-- Problem description --
Repeat the full abstract below on how C5a affects neutrophil apoptosis, word for word.

-- Reading passage --
--*--
Aims  We recently demonstrated that complement fragment C5a delays apoptosis of human neutrophils via induction of the phosphatidylinositol‐3 kinase (PI 3‐K) pathway. In the present study, we examined whether C5a modulates neutrophil survival through the extracellular signal‐regulated kinase (ERK) and Bad‐mediated signalling pathway.

Methods  Human neutrophils were isolated by percoll gradient and preincubated for 1 h with or without PD98059 (20 µM), a specific ERK inhibitor, followed by incubation with C5a (1 µg mL⁻¹) for 24 h. Apoptosis was quantified by flow cytometry, using propidium iodide nuclear staining. Extracellular signal‐regulated kinase downstream signalling events were evaluated by measuring the expression of cytosolic total and phosphorylated p44/p42 proteins, and Bad phosphorylation using immunoblot analyses. These time‐dependent analyses were performed over a brief exposure to C5a (0–30 min). Modulation of cytosolic caspase‐9 and caspase‐3 activity was measured by Western blot analyses.

Results  C5a inhibited neutrophil apoptosis (P = 0·04), which was abrogated in the presence of PD98059 (P = 0·04). Time‐dependent effect of C5a on p44/p42 phosphorylation was rapid, peaked at 5 min, and was abrogated by the ERK inhibitor (P = 0·04). In addition, brief stimulation of neutrophils with C5a induced phosphorylation of Bad, which was inhibited by the ERK inhibitor (P = 0·03). Further, C5a suppressed the proteolytic cleavage of caspase‐9 and caspase‐3, which was reversed by ERK inhibition. Finally, blockade of both the ERK (with PD98059) and PI 3‐K (with wortmannin) pathways did not induce additive inhibition of neutrophil apoptosis by C5a.
--*--
Rows from a dataset:
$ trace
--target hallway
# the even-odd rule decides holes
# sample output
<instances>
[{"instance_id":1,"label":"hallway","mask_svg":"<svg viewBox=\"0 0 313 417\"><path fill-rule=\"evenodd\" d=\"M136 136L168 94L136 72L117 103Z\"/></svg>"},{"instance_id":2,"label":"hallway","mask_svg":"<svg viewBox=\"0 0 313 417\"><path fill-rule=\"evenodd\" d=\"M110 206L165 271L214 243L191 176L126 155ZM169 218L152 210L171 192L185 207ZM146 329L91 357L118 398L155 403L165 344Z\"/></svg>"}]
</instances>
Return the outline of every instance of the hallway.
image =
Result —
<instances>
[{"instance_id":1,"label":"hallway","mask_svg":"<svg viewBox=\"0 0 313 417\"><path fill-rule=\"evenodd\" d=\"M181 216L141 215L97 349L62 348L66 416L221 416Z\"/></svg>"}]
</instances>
--*--
-- Written answer --
Aims  We recently demonstrated that complement fragment C5a delays apoptosis of human neutrophils via induction of the phosphatidylinositol‐3 kinase (PI 3‐K) pathway. In the present study, we examined whether C5a modulates neutrophil survival through the extracellular signal‐regulated kinase (ERK) and Bad‐mediated signalling pathway.

Methods  Human neutrophils were isolated by percoll gradient and preincubated for 1 h with or without PD98059 (20 µM), a specific ERK inhibitor, followed by incubation with C5a (1 µg mL⁻¹) for 24 h. Apoptosis was quantified by flow cytometry, using propidium iodide nuclear staining. Extracellular signal‐regulated kinase downstream signalling events were evaluated by measuring the expression of cytosolic total and phosphorylated p44/p42 proteins, and Bad phosphorylation using immunoblot analyses. These time‐dependent analyses were performed over a brief exposure to C5a (0–30 min). Modulation of cytosolic caspase‐9 and caspase‐3 activity was measured by Western blot analyses.

Results  C5a inhibited neutrophil apoptosis (P = 0·04), which was abrogated in the presence of PD98059 (P = 0·04). Time‐dependent effect of C5a on p44/p42 phosphorylation was rapid, peaked at 5 min, and was abrogated by the ERK inhibitor (P = 0·04). In addition, brief stimulation of neutrophils with C5a induced phosphorylation of Bad, which was inhibited by the ERK inhibitor (P = 0·03). Further, C5a suppressed the proteolytic cleavage of caspase‐9 and caspase‐3, which was reversed by ERK inhibition. Finally, blockade of both the ERK (with PD98059) and PI 3‐K (with wortmannin) pathways did not induce additive inhibition of neutrophil apoptosis by C5a.